Does your law school have a nondiscrimination policy that prohibits discrimination on the basis of gender identity?

Yes. See above.

Does your law school provide gender-neutral restrooms?

Yes

Does your law school have a lesbian, gay, bisexual, or transgender student organization?

OUTLaw 
OUTLaw promotes a positive atmosphere at the School of Law for LGBT students and their allies. Our primary objective is to educate our colleagues about the legal issues surrounding sexual orientation and gender identity. OUTLaw sponsors activities, panels, social events and service projects that build a network for members and supporters of the LGBT legal community. 

Does your school have any openly lesbian, gay, bisexual, or transgender faculty members?

Yes

Does your school have any openly lesbian, gay, bisexual, or transgender administrators?

Yes

Does your law school offer any academic courses primarily focused on lesbian, gay, bisexual, or transgender legal issues?

◆ RECORDED DATA ◆
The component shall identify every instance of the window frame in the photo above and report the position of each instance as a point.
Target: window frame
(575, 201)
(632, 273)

◆ WHAT IS EXPECTED ◆
Repeat the law school Q&A word for word from "Does your law school have a nondiscrimination" to "transgender faculty members?".

◆ SOLUTION FOR THIS EXERCISE ◆
Does your law school have a nondiscrimination policy that prohibits discrimination on the basis of gender identity?

Yes. See above.

Does your law school provide gender-neutral restrooms?

Yes

Does your law school have a lesbian, gay, bisexual, or transgender student organization?

OUTLaw 
OUTLaw promotes a positive atmosphere at the School of Law for LGBT students and their allies. Our primary objective is to educate our colleagues about the legal issues surrounding sexual orientation and gender identity. OUTLaw sponsors activities, panels, social events and service projects that build a network for members and supporters of the LGBT legal community. 

Does your school have any openly lesbian, gay, bisexual, or transgender faculty members?